Rows from a dataset:
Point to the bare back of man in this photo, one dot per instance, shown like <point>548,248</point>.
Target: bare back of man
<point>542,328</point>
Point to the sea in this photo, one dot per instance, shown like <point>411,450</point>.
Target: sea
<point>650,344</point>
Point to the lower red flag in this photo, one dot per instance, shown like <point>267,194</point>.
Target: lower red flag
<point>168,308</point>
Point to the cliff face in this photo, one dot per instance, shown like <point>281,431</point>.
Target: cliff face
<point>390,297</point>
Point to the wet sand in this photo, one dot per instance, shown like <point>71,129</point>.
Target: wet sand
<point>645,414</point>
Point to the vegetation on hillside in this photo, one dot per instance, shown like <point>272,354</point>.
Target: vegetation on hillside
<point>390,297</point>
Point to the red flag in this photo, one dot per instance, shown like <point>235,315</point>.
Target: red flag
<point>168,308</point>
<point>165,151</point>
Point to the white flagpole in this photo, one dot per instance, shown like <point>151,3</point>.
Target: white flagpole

**Task objective:** Please transcribe every row above word for word, keeping each line as it appears.

**Correct output:**
Point to the bare back of man in this photo, one dot per instance, shown like <point>548,248</point>.
Target: bare back of man
<point>542,328</point>
Point to the sea in this photo, one dot per instance, shown like <point>411,450</point>.
Target: sea
<point>650,344</point>
Point to the lower red flag in this photo, one dot per instance, shown like <point>267,194</point>.
Target: lower red flag
<point>168,308</point>
Point to the cliff face in this photo, one dot per instance, shown like <point>281,431</point>.
Target: cliff face
<point>390,297</point>
Point to the wet sand in this photo, one dot per instance, shown like <point>71,129</point>.
Target: wet sand
<point>645,414</point>
Point to the vegetation on hillside in this photo, one dot per instance, shown like <point>272,354</point>.
Target: vegetation on hillside
<point>390,297</point>
Point to the red flag in this photo, one dot per instance, shown like <point>235,315</point>.
Target: red flag
<point>168,308</point>
<point>165,151</point>
Point to the white flagpole in this photo, one dot per instance, shown like <point>151,3</point>.
Target: white flagpole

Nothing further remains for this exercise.